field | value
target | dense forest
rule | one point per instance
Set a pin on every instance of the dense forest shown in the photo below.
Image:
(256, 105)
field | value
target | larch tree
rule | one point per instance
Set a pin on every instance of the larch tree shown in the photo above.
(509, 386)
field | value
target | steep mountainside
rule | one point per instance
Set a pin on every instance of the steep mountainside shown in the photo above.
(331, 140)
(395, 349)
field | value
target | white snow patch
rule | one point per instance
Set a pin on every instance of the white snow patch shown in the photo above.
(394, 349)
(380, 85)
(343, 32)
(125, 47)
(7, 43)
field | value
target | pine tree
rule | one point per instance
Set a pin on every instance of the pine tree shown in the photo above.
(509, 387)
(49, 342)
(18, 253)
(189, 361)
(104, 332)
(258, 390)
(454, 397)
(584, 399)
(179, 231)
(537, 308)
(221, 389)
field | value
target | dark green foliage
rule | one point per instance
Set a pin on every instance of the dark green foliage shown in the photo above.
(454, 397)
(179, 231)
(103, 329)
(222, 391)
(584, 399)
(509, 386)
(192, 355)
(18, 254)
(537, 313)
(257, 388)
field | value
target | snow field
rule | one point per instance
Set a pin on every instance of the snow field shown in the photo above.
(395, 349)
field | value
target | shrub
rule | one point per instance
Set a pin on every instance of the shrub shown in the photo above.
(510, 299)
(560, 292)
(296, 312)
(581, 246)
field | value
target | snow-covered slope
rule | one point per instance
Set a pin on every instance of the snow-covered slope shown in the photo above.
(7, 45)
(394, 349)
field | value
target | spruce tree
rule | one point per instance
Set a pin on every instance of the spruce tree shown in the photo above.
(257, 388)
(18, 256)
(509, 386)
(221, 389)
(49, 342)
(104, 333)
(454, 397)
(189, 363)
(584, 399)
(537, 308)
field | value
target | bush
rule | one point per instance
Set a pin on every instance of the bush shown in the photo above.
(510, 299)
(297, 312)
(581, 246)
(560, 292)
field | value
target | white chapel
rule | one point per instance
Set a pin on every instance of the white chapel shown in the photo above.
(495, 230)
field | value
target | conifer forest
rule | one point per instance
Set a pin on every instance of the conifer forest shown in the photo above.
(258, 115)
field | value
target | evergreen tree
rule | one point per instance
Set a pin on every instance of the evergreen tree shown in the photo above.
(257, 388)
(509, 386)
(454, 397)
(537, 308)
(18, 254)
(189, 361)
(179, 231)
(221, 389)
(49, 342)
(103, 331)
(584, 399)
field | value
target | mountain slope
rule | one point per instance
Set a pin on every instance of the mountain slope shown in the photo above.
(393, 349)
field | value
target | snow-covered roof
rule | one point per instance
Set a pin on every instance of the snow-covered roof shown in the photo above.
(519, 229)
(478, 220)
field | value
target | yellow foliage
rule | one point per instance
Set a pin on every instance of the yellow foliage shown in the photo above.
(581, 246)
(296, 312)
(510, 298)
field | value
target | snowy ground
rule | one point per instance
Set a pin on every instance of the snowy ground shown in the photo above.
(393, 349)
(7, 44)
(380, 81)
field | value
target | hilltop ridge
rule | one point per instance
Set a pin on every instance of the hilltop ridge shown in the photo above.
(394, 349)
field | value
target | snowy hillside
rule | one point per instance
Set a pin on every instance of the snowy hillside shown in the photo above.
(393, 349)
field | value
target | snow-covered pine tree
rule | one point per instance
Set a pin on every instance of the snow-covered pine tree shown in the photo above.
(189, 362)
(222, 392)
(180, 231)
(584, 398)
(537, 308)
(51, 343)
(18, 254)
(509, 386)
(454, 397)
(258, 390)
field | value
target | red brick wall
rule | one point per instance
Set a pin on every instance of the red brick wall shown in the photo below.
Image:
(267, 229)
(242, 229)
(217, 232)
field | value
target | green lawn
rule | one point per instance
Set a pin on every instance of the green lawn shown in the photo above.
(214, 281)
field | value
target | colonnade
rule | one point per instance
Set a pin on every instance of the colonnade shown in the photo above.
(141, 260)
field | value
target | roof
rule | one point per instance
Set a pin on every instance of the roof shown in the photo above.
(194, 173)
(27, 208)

□ □ □

Exactly as written above, set down the whole listing again.

Response for this exercise:
field | value
target | dense forest
rule | one point per instance
Set a pin on every instance of the dense forest shown in the photo below.
Image:
(256, 105)
field | value
target | larch tree
rule | one point per instance
Set a pin on every instance of the larch tree shown in the photo above.
(509, 386)
field | value
target | steep mountainside
rule | one point per instance
Set a pin on every instance of the steep mountainside shown in the photo above.
(331, 140)
(395, 349)
field | value
target | white snow patch
rule | one point per instance
Set a pin on every instance of the white snow patch shown in the photo above.
(394, 349)
(380, 85)
(343, 32)
(125, 47)
(7, 43)
field | value
target | pine tree
rule | one point per instance
Set a pin on every instance of the pine tree shown in the photo above.
(509, 387)
(49, 342)
(18, 253)
(189, 361)
(104, 332)
(258, 390)
(454, 397)
(584, 399)
(179, 231)
(537, 308)
(221, 389)
field | value
target | dark green foliage
rule | one point per instance
Set a pin on every instance of the dark green foliage shown in the photo above.
(454, 397)
(179, 231)
(103, 329)
(222, 391)
(584, 399)
(509, 386)
(192, 355)
(18, 254)
(537, 313)
(257, 388)
field | value
target | snow field
rule | one point per instance
Set a pin on every instance of the snow field shown in the photo above.
(395, 349)
field | value
target | shrub
rule | one point per instance
Set a pin on every instance of the shrub shown in the photo above.
(510, 299)
(560, 292)
(296, 312)
(581, 246)
field | value
target | snow-covered slope
rule | one point per instance
Set a pin on every instance of the snow-covered slope shown in the photo above.
(7, 45)
(394, 349)
field | value
target | spruce tree
rule | one point per instance
Set a pin on every instance of the spruce tree shown in the photo above.
(257, 388)
(18, 256)
(509, 386)
(221, 389)
(49, 342)
(104, 333)
(454, 397)
(189, 363)
(584, 399)
(537, 308)
field | value
target | bush
rule | one point per instance
Set a pin on every instance of the bush shown in the photo above.
(510, 299)
(297, 312)
(581, 246)
(560, 292)
field | value
target | white chapel
rule | one point per instance
Set a pin on every instance of the white chapel shown in the photo above.
(495, 230)
field | value
target | conifer forest
rule | one point per instance
Set a pin on every instance of the conifer forest shown in the photo above.
(258, 115)
field | value
target | evergreen tree
rule | one point per instance
Set a pin on every instance of the evergreen tree shown in the photo above.
(257, 388)
(509, 386)
(454, 397)
(537, 308)
(18, 254)
(189, 361)
(179, 231)
(221, 389)
(49, 342)
(103, 331)
(584, 399)
field | value
target | mountain slope
rule | one point per instance
Set a pin on every instance of the mountain slope shown in the photo above.
(393, 349)
field | value
target | snow-covered roof
rule | one point per instance
Set a pin on every instance of the snow-covered roof shown in the photo above.
(519, 229)
(478, 220)
field | value
target | yellow foliage
rule | one point per instance
Set a pin on every instance of the yellow foliage shown in the photo above.
(581, 246)
(296, 312)
(510, 298)
field | value
target | snowy ground
rule | one point per instance
Set a pin on every instance of the snowy ground shown in the photo above.
(393, 349)
(7, 44)
(380, 81)
field | value
target | hilltop ridge
rule | one point per instance
Set a pin on every instance of the hilltop ridge shown in the photo above.
(394, 349)
field | value
target | snowy hillside
rule | one point per instance
Set a pin on every instance of the snowy hillside shown in the photo above.
(393, 349)
field | value
target | snow-covered pine tree
rule | one point per instance
Set a pin on every instance of the snow-covered pine tree shown in the photo above.
(189, 362)
(222, 392)
(180, 231)
(584, 398)
(537, 308)
(51, 343)
(18, 254)
(509, 386)
(454, 397)
(258, 390)
field | value
target | red brick wall
rule | one point per instance
Set a pin on every instance of the red brick wall shown in the photo below.
Image:
(267, 229)
(242, 229)
(217, 232)
field | value
target | green lawn
rule | one point per instance
Set a pin on every instance of the green lawn shown in the photo above.
(214, 281)
field | value
target | colonnade
rule | one point per instance
Set a pin on every instance of the colonnade shown in the photo above.
(141, 260)
field | value
target | roof
rule | one point per instance
Set a pin on every instance of the roof shown in the photo above.
(194, 173)
(27, 208)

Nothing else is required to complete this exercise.